- Task brief: Print the following material verbatim, reproducing every line without alteration.

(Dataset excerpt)
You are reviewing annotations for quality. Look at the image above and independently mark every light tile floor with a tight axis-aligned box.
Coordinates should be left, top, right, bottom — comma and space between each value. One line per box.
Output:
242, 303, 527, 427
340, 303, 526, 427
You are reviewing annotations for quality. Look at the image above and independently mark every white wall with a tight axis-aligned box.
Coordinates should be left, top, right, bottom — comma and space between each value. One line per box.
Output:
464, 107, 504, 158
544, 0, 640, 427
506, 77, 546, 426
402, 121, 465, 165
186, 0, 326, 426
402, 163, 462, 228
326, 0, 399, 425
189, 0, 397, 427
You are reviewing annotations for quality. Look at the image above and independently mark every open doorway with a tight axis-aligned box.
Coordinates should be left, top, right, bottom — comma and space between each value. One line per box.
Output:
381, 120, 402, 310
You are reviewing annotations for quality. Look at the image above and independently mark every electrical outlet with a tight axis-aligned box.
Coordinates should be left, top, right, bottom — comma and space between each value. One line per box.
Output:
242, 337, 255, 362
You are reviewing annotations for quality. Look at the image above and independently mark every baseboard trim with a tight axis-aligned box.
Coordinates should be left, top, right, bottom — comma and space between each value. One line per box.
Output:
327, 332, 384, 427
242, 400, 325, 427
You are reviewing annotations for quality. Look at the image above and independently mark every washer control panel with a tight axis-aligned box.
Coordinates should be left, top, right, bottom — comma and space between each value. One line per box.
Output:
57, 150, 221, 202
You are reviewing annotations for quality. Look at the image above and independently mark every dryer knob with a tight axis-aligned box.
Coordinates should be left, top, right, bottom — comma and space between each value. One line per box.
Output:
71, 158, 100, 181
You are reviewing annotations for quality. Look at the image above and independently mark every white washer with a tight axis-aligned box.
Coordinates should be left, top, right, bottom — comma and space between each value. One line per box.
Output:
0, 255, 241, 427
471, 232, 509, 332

- Response to the exercise:
You are reviewing annotations for quality. Look at the image above and independently mark every light tile floor with a tight axis-aligned box.
Coordinates should be left, top, right, bottom — comma and space between each value. One line per box.
Output:
242, 303, 527, 427
340, 303, 526, 427
You are reviewing annotations for quality. Look at the image above and independently mark every white wall with a tight axis-aligned box.
Coordinates should be left, top, right, bottom — comma and space between each value. One line per box.
Output:
464, 107, 504, 158
544, 0, 640, 427
506, 77, 546, 426
402, 121, 465, 165
186, 0, 326, 426
402, 163, 462, 228
326, 0, 399, 425
189, 0, 397, 427
You are reviewing annotations for quality. Look at the image above and independently mark every open doorway with a tight axis-aligned box.
Coordinates should be left, top, right, bottom — comma and space between each value. One line per box.
Output:
381, 120, 402, 310
You are reviewing annotations for quality. Look at the image above and independently mark every electrical outlet with a tight axis-aligned box.
Coordinates should be left, top, right, bottom — comma and space between each value. One line per box.
Output:
242, 337, 255, 362
You are reviewing annotations for quality. Look at the image above and independently mark every baseboard trim with a tight axis-aligned box.
Coordinates should be left, top, right, bottom — comma and space between each value. One line per box.
Output:
327, 332, 384, 427
242, 400, 325, 427
You are reviewing annotations for quality. Look at the image above and independently mark every washer control panel with a tight axis-aligned box.
Coordinates should be left, top, right, bottom — comma and space between each value. One line per box.
Output:
57, 150, 221, 202
You are reviewing annotations for quality. Look at the image above and independently mark every dryer knob with a tight axis-aligned box.
Coordinates should be left, top, right, bottom — comma and space between each value. One line per box.
Output:
71, 158, 100, 181
You are reviewing annotations for quality. Look at the image above and independently mark every white washer with a tight axis-aligned box.
Coordinates should be left, top, right, bottom — comma and space between each value. One line per box.
Output:
0, 255, 241, 427
471, 232, 509, 332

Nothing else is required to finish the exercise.